● **DATA**
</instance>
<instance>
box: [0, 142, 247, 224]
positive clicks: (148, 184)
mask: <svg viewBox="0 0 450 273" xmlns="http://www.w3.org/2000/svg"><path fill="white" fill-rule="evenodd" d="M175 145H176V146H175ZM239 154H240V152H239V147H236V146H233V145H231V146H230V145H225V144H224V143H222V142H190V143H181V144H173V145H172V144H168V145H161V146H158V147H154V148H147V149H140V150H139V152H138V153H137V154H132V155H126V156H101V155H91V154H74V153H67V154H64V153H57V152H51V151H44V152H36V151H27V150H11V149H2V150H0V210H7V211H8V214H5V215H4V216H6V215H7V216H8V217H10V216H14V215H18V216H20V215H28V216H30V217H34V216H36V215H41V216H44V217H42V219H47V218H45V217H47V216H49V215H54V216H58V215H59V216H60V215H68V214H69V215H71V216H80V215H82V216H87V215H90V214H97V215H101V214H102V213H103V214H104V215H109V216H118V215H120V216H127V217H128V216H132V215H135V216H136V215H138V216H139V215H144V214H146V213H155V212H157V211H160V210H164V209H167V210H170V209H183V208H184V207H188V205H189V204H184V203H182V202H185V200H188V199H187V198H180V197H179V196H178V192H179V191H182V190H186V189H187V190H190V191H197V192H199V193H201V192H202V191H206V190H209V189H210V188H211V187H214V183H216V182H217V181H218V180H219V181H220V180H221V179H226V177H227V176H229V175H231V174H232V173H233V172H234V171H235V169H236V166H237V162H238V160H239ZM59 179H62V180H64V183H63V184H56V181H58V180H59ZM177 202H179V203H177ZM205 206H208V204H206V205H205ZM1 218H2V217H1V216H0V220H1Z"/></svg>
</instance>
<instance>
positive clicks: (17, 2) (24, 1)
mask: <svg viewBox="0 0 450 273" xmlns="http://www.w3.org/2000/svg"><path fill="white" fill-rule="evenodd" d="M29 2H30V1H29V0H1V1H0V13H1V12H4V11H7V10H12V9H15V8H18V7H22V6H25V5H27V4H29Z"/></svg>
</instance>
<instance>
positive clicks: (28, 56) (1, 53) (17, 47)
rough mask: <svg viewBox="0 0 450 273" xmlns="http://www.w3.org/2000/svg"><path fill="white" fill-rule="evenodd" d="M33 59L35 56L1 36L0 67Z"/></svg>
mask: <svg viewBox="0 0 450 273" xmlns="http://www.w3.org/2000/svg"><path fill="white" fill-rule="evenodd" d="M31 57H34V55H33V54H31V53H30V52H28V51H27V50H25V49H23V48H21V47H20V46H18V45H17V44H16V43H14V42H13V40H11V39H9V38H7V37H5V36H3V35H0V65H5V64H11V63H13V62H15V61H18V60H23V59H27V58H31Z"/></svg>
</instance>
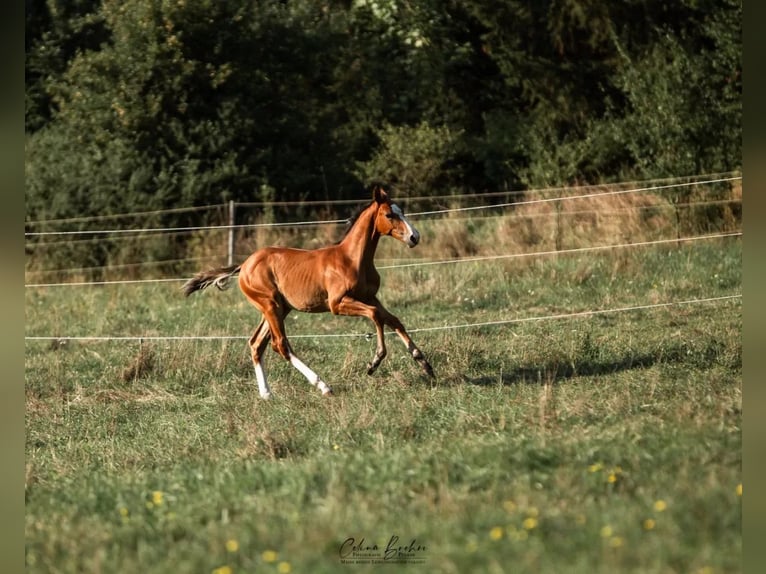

● **WHAT TO DO**
Rewrite the listing above as a JSON list of strings, one string per line, with blank lines dropped. Leave the picture out of the result.

● **OUTPUT OF THE EXERCISE**
[
  "</instance>",
  "<instance>",
  "box: [0, 142, 247, 224]",
  "positive clicks: (148, 184)",
  "mask: <svg viewBox=\"0 0 450 273\" xmlns=\"http://www.w3.org/2000/svg\"><path fill=\"white\" fill-rule=\"evenodd\" d=\"M175 145H176V146H175ZM239 154H240V152H239V147H236V146H233V145H231V146H230V145H225V144H224V143H222V142H190V143H181V144H173V145H172V144H168V145H161V146H158V147H154V148H147V149H140V150H139V152H138V153H137V154H132V155H126V156H101V155H91V154H74V153H67V154H64V153H57V152H51V151H44V152H36V151H27V150H11V149H2V150H0V210H7V211H8V214H5V215H4V216H6V215H7V216H8V217H10V216H14V215H18V216H20V215H28V216H30V217H34V216H36V215H41V216H44V217H42V219H47V218H45V217H47V216H49V215H54V216H58V215H59V216H60V215H68V214H69V215H71V216H80V215H82V216H87V215H90V214H97V215H101V214H102V213H103V214H104V215H109V216H118V215H120V216H127V217H128V216H132V215H135V216H136V215H138V216H139V215H144V214H146V213H155V212H157V211H160V210H164V209H167V210H170V209H183V208H184V207H188V205H189V204H184V203H182V202H185V200H188V199H187V198H180V197H179V196H178V192H179V191H182V190H186V189H187V190H190V191H197V192H199V193H201V192H202V191H206V190H209V189H210V188H211V187H214V183H216V182H217V181H218V180H219V181H220V180H221V179H226V177H227V176H229V175H231V174H232V173H233V172H234V171H235V169H236V166H237V162H238V160H239ZM59 179H62V180H64V183H63V184H56V181H58V180H59ZM177 202H179V203H177ZM205 206H208V204H206V205H205ZM1 218H2V217H1V216H0V220H1Z\"/></svg>",
  "</instance>",
  "<instance>",
  "positive clicks: (17, 2) (24, 1)",
  "mask: <svg viewBox=\"0 0 450 273\" xmlns=\"http://www.w3.org/2000/svg\"><path fill=\"white\" fill-rule=\"evenodd\" d=\"M29 2H30V1H29V0H1V1H0V13H1V12H4V11H7V10H12V9H15V8H18V7H22V6H25V5H27V4H29Z\"/></svg>",
  "</instance>",
  "<instance>",
  "positive clicks: (28, 56) (1, 53) (17, 47)",
  "rough mask: <svg viewBox=\"0 0 450 273\" xmlns=\"http://www.w3.org/2000/svg\"><path fill=\"white\" fill-rule=\"evenodd\" d=\"M33 59L35 56L1 36L0 67Z\"/></svg>",
  "mask: <svg viewBox=\"0 0 450 273\" xmlns=\"http://www.w3.org/2000/svg\"><path fill=\"white\" fill-rule=\"evenodd\" d=\"M31 57H34V55H33V54H31V53H30V52H28V51H27V50H25V49H23V48H21V47H20V46H18V45H17V44H16V43H14V42H13V40H11V39H9V38H7V37H5V36H3V35H0V65H5V64H11V63H13V62H15V61H18V60H23V59H27V58H31Z\"/></svg>",
  "</instance>"
]